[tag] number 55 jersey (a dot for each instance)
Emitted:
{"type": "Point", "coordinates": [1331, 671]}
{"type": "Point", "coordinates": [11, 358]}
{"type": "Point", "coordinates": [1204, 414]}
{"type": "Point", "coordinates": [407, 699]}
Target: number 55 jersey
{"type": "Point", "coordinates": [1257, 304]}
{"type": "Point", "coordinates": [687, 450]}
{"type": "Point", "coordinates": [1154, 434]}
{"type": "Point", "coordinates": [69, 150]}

**What this task involves**
Print all of the material above exactly as given.

**Answer section**
[tag] number 55 jersey (a dot for each instance)
Emitted:
{"type": "Point", "coordinates": [1331, 671]}
{"type": "Point", "coordinates": [11, 358]}
{"type": "Point", "coordinates": [1204, 414]}
{"type": "Point", "coordinates": [407, 699]}
Target: number 55 jersey
{"type": "Point", "coordinates": [1257, 304]}
{"type": "Point", "coordinates": [687, 450]}
{"type": "Point", "coordinates": [1154, 434]}
{"type": "Point", "coordinates": [69, 150]}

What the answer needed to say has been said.